DO THIS:
Pull out every line of the material below that contains the word "chocolate", keeping each one unchanged. Case counts, so only lines with that exact capitalization qualify.
▼▼▼
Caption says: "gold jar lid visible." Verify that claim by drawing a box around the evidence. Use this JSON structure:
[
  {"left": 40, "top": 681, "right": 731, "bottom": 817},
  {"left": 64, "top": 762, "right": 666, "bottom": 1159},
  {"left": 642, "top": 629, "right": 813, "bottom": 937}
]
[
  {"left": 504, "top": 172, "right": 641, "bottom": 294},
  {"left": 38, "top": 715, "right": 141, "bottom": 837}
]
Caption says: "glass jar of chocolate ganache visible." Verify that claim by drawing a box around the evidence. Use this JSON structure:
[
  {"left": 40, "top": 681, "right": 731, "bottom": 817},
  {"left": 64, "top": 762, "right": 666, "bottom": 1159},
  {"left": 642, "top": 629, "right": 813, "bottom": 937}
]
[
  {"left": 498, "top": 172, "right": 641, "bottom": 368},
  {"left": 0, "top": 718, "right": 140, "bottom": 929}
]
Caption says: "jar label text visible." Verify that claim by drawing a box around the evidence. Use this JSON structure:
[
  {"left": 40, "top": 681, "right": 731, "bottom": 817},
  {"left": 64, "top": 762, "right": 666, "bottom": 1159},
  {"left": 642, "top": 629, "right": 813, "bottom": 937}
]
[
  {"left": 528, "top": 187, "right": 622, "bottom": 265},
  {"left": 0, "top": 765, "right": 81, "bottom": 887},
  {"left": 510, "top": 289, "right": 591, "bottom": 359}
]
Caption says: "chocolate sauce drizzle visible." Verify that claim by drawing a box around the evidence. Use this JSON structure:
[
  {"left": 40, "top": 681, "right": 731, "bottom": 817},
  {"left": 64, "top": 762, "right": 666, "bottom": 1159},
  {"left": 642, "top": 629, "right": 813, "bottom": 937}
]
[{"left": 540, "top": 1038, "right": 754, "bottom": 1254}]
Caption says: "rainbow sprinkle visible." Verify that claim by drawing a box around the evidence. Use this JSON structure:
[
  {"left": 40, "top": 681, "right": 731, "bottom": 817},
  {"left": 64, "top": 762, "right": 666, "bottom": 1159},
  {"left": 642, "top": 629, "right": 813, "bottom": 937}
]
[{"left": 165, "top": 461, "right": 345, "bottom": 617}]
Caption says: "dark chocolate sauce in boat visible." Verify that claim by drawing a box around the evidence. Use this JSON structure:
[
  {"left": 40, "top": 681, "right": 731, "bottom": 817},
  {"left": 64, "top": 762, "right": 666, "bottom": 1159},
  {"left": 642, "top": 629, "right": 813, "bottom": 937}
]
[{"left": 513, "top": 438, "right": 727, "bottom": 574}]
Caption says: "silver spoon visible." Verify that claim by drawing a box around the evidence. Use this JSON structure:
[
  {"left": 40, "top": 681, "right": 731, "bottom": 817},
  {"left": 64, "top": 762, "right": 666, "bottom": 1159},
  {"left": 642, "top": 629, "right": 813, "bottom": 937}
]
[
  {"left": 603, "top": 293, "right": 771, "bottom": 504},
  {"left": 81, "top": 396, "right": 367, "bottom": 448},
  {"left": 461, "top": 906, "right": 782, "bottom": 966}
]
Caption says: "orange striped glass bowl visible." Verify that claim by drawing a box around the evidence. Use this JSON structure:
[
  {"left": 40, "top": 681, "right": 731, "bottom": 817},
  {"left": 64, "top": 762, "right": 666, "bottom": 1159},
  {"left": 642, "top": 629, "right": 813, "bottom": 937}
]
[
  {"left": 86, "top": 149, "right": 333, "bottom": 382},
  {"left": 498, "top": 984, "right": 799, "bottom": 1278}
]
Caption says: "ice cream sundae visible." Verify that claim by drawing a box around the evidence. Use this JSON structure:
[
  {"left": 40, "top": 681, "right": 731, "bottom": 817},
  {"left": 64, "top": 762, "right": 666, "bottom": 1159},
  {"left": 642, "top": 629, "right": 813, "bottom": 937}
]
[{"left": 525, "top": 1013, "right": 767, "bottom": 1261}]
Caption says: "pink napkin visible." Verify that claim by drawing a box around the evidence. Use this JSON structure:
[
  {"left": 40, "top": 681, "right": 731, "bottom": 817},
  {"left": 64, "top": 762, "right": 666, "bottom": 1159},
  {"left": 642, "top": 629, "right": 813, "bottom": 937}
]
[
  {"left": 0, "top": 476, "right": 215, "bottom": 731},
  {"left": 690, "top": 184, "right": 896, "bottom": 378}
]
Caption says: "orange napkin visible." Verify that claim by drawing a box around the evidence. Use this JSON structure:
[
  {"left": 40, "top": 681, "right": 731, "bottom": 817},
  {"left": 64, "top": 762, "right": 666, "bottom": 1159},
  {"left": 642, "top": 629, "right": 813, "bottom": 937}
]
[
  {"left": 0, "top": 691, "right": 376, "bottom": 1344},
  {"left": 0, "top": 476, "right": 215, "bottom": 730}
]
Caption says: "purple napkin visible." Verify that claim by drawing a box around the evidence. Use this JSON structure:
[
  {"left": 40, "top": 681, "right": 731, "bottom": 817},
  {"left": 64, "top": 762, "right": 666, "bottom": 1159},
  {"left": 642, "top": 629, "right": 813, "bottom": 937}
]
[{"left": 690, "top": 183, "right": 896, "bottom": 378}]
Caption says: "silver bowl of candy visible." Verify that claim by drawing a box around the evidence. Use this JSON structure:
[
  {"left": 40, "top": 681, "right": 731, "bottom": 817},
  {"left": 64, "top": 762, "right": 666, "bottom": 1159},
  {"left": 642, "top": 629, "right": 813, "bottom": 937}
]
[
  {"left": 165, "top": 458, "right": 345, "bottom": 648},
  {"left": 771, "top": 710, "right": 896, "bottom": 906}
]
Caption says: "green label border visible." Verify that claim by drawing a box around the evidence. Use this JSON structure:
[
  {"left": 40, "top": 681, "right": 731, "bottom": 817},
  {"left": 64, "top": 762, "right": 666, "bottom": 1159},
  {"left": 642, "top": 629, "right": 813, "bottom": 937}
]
▲▲▲
THE RESPONSE:
Caption says: "glass jar of chocolate ganache visible." Verify that claim by drawing a box around the evidence. Use this JSON structure:
Caption says: "chocolate sauce drizzle visible." Verify that claim by drawing a box around the evidence. Use this JSON structure:
Caption says: "dark chocolate sauce in boat visible." Verify that claim by drawing a box around the evidence. Use this JSON structure:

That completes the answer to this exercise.